Material provided
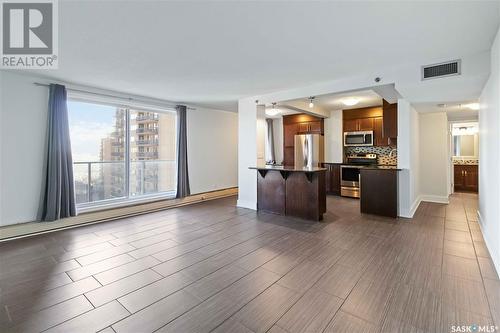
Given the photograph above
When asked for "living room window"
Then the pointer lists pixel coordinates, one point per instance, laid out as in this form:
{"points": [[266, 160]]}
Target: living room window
{"points": [[121, 153]]}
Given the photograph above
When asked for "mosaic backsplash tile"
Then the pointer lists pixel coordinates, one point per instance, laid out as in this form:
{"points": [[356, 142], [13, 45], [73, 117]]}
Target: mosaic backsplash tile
{"points": [[382, 153], [467, 161]]}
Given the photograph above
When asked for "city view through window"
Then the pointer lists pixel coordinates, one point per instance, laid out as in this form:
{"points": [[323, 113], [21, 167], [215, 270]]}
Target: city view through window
{"points": [[121, 153]]}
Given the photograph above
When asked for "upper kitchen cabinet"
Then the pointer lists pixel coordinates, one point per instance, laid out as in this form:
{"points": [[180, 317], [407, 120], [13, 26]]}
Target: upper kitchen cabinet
{"points": [[298, 124], [378, 132], [390, 115], [365, 124], [351, 125], [382, 120]]}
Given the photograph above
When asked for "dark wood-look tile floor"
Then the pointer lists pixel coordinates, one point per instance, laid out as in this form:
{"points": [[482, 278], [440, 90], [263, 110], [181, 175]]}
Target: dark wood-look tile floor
{"points": [[214, 267]]}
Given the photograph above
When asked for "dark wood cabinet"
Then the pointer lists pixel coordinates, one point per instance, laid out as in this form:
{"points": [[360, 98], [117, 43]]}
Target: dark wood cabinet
{"points": [[365, 124], [332, 178], [316, 127], [390, 116], [298, 124], [292, 193], [383, 121], [289, 131], [350, 125], [466, 178]]}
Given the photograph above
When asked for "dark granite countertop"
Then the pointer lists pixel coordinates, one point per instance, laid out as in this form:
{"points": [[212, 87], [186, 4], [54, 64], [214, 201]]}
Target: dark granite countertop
{"points": [[382, 167], [290, 168]]}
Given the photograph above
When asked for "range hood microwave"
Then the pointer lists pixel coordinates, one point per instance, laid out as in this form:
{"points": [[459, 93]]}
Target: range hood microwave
{"points": [[361, 138]]}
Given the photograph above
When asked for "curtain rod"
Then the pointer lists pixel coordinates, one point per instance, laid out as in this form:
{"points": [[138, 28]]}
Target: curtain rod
{"points": [[101, 94]]}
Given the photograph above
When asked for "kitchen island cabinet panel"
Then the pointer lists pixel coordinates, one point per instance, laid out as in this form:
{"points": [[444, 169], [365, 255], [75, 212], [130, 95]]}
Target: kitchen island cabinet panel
{"points": [[465, 177], [306, 195], [291, 191], [332, 178], [271, 189]]}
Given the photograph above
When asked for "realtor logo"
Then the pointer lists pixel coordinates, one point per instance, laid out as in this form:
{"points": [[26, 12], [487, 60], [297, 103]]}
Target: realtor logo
{"points": [[29, 39]]}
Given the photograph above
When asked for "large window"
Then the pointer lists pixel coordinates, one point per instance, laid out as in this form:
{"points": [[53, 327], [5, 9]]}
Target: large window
{"points": [[121, 153]]}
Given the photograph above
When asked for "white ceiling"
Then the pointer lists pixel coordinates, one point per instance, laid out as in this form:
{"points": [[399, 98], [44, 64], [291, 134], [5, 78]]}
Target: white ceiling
{"points": [[330, 102], [213, 53]]}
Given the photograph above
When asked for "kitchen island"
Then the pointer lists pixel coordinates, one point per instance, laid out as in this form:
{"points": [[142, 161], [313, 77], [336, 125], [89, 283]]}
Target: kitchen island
{"points": [[292, 191], [379, 190]]}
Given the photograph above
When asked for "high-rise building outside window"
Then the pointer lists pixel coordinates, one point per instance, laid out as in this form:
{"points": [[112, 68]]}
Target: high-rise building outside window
{"points": [[121, 153]]}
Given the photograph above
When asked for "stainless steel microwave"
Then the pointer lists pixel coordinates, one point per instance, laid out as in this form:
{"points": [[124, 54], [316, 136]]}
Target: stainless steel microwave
{"points": [[361, 138]]}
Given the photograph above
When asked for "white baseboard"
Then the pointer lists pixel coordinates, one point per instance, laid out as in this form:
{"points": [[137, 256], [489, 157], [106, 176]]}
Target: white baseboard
{"points": [[494, 256], [246, 204], [435, 198]]}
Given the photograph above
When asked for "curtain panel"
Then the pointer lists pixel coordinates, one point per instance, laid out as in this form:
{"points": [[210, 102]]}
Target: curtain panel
{"points": [[59, 192], [182, 161]]}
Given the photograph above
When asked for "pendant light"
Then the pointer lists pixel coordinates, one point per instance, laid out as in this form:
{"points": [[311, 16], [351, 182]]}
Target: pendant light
{"points": [[273, 111]]}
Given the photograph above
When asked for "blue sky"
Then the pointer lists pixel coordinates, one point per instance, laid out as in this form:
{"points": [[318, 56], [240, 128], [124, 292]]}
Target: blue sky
{"points": [[89, 123]]}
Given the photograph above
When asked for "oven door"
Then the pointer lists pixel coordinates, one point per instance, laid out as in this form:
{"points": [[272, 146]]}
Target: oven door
{"points": [[349, 176], [364, 138]]}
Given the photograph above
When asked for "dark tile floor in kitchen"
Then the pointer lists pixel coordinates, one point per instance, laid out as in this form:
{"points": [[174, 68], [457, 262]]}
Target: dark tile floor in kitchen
{"points": [[215, 267]]}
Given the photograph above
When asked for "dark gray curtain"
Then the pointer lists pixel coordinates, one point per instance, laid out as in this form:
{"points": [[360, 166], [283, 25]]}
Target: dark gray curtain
{"points": [[270, 141], [182, 165], [59, 194]]}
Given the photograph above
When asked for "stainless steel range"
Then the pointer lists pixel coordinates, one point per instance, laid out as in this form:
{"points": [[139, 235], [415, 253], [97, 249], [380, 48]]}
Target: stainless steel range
{"points": [[350, 173]]}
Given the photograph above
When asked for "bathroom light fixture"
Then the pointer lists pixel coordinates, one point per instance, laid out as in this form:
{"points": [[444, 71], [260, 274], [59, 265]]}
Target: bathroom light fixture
{"points": [[350, 101], [311, 99], [273, 112]]}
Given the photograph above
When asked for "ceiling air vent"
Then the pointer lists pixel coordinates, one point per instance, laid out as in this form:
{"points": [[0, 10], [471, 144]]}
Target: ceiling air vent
{"points": [[449, 68]]}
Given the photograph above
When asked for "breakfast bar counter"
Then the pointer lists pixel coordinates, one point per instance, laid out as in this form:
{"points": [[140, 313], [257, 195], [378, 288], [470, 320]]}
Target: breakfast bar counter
{"points": [[292, 191]]}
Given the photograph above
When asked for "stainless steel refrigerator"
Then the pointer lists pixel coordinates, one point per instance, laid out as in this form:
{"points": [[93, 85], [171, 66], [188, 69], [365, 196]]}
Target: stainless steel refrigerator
{"points": [[309, 150]]}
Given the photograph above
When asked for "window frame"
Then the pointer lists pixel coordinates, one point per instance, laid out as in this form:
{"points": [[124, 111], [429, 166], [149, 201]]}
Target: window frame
{"points": [[130, 106]]}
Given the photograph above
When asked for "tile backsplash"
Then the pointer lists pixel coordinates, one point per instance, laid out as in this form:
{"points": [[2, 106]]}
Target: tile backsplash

Short exercise
Write every entry out again exactly, dropping the pictures.

Reply
Given the photograph above
When asked for "living room window"
Then the pointer lists pixel coordinates, one point per instance, laid out as in this form:
{"points": [[266, 160]]}
Target: living room window
{"points": [[121, 153]]}
Given the photograph above
When asked for "mosaic backsplash tile"
Then the pointer lists pixel coordinates, one point per instance, laid out as in this form:
{"points": [[356, 142], [13, 45], [73, 117]]}
Target: mosaic backsplash tile
{"points": [[382, 153], [467, 161]]}
Given the photograph above
When asked for "city view through window"
Then the pointer lists pixel coordinates, one point per instance, laid out as in this form:
{"points": [[323, 113], [21, 167], [215, 270]]}
Target: city view through window
{"points": [[121, 153]]}
Given the photograph above
When asked for "upper kitchen cabinet"
Then the pointer lists pixel coordinates, one point per instance, laid out as in this form:
{"points": [[180, 317], [407, 120], [13, 26]]}
Target: upper kitchen cabinet
{"points": [[298, 124], [378, 132], [390, 115], [365, 124], [351, 125], [382, 120]]}
Given the photograph above
When asked for "dark wood-look tile floor"
Then the pointer lists pixel coordinates, one point per instance, laid out as in this form:
{"points": [[482, 278], [440, 90], [263, 110], [181, 175]]}
Target: dark wood-look tile floor
{"points": [[214, 267]]}
Given the photograph above
When asked for "dark wood cabinet"
Then the pointer lists pixel coordinates, one point per instance, laid out as in this form:
{"points": [[360, 98], [117, 43]]}
Target: dark wood cabinet
{"points": [[365, 124], [332, 178], [316, 127], [390, 116], [298, 124], [292, 193], [383, 121], [289, 131], [350, 125], [466, 178]]}
Given the photograph above
When asked for "dark granite countertop"
Then the pointer lists pixel coordinates, one point per instance, laid out as in this form:
{"points": [[212, 87], [186, 4], [54, 64], [214, 201]]}
Target: dark granite countertop
{"points": [[382, 167], [290, 168]]}
Given the photograph above
When asked for "range hood microwave"
Then the pointer lists pixel coordinates, one point per instance, laid out as in this form:
{"points": [[459, 93]]}
Target: range hood microwave
{"points": [[361, 138]]}
Given the photograph above
When asked for "curtain rod"
Then the pointer lists pixel coordinates, one point per instance, laid out as in this form:
{"points": [[138, 28]]}
Target: curtain rod
{"points": [[101, 94]]}
Given the photograph above
When asked for "kitchen island cabinet panel"
Then the pointer lists pixel coordinates, one point per instance, laid out as in this form:
{"points": [[444, 169], [365, 255], [75, 212], [130, 95]]}
Target: kitchen island cabinet panel
{"points": [[465, 177], [306, 195], [291, 191], [332, 178], [271, 189]]}
Given the photograph above
When asked for "realtor logo"
Then the pointer lists pixel coordinates, one point per instance, laid out as in this form:
{"points": [[26, 12], [487, 60], [297, 103]]}
Target: realtor logo
{"points": [[29, 39]]}
Given the photograph above
When asked for "large window"
Then the pointer lists pixel coordinates, one point per instance, laid out as in this form:
{"points": [[53, 327], [5, 9]]}
Target: large window
{"points": [[121, 153]]}
Given the photograph above
When asked for "white ceiling"
Then the pointer lists pixel coordinates, one point per instance, laid out as in this form:
{"points": [[399, 98], [44, 64], [291, 134], [5, 78]]}
Target: white ceiling
{"points": [[330, 102], [213, 53]]}
Given the photograph above
When asked for "kitchen island"
Then the pointer lists pixel coordinates, one point per instance, laid out as in this form:
{"points": [[142, 161], [313, 77], [336, 125], [89, 283]]}
Target: kitchen island
{"points": [[292, 191], [379, 190]]}
Given the photograph above
When asked for "high-rise building outside window"
Then the pointer lists pixel coordinates, one point per instance, laid out as in this form:
{"points": [[112, 68]]}
Target: high-rise building outside window
{"points": [[121, 153]]}
Given the photograph above
When asked for "stainless steel microwave"
Then the pointer lists pixel coordinates, one point per instance, laid out as in this form:
{"points": [[124, 54], [316, 136]]}
Target: stainless steel microwave
{"points": [[361, 138]]}
Given the photograph above
When asked for "white baseboard"
Then the pointer lists pixel coordinates, one point per instance, laid out as in this form:
{"points": [[137, 256], [489, 157], [106, 176]]}
Target: white baseboard
{"points": [[494, 256], [246, 204], [435, 198]]}
Given the photograph above
When asked for "curtain panel"
Then the pointer lists pixel coordinates, one point per instance, laid out as in this form:
{"points": [[210, 102]]}
Target: curtain panel
{"points": [[59, 192], [182, 161]]}
Given the photograph above
When asked for "pendant light"
Then the pointer lists pixel coordinates, one point per instance, laid out as in this form:
{"points": [[311, 16], [351, 182]]}
Target: pendant light
{"points": [[273, 111]]}
Given the photograph above
When asked for "blue sky"
Then the pointer lists pixel coordinates, one point per instance, laid out as in this form:
{"points": [[318, 56], [240, 128], [124, 292]]}
Target: blue sky
{"points": [[89, 123]]}
Given the photograph above
When asked for "oven door"
Then the pointer lists pixel coordinates, one point per instance, laid out as in this form:
{"points": [[272, 146]]}
Target: oven door
{"points": [[349, 176], [364, 138]]}
Given the photograph above
When asked for "dark tile floor in kitchen"
Then the pointer lists pixel coordinates, one point per instance, laid out as in this form:
{"points": [[174, 68], [457, 262]]}
Target: dark tile floor in kitchen
{"points": [[215, 267]]}
Given the photograph above
When asked for "dark gray curtain"
Then the pointer lists pixel coordinates, one point per instance, laid out as in this form:
{"points": [[360, 166], [283, 25]]}
Target: dark gray curtain
{"points": [[270, 141], [182, 165], [59, 194]]}
Given the photograph above
When asked for "stainless steel range"
Then the pointer lists pixel coordinates, one point per instance, laid out as in this form:
{"points": [[139, 235], [415, 253], [97, 249], [380, 48]]}
Target: stainless steel range
{"points": [[350, 173]]}
Given the photograph above
When asked for "bathroom light fixture"
Then the pointer lists pixel coordinates, one point per instance, laid out as in this form:
{"points": [[444, 71], [260, 274], [59, 265]]}
Target: bathroom light fixture
{"points": [[350, 101], [311, 99], [273, 112]]}
Given the photograph above
When asked for "ceiling air vent"
Then the pointer lists pixel coordinates, one point per instance, laid out as in this form:
{"points": [[0, 10], [471, 144]]}
Target: ceiling air vent
{"points": [[449, 68]]}
Given the photograph above
When asked for "breakfast bar counter"
Then the pointer lists pixel coordinates, one point per instance, laid out as in this form:
{"points": [[140, 313], [257, 195], [378, 288], [470, 320]]}
Target: breakfast bar counter
{"points": [[292, 191]]}
Given the photograph above
When asked for "stainless steel refrigerator"
Then the pointer lists pixel coordinates, one point per instance, laid out as in this form:
{"points": [[93, 85], [171, 66], [188, 69], [365, 196]]}
Target: stainless steel refrigerator
{"points": [[309, 150]]}
Given the photograph above
When asked for "window frame"
Then the pointer lists pixel coordinates, one point per instance, laid out as in this form:
{"points": [[124, 111], [429, 166], [149, 201]]}
Target: window frame
{"points": [[130, 106]]}
Given the photograph above
When asked for "tile backsplash"
Then the pointer lists pixel coordinates, one point per instance, laid out as in this form:
{"points": [[2, 106]]}
Target: tile backsplash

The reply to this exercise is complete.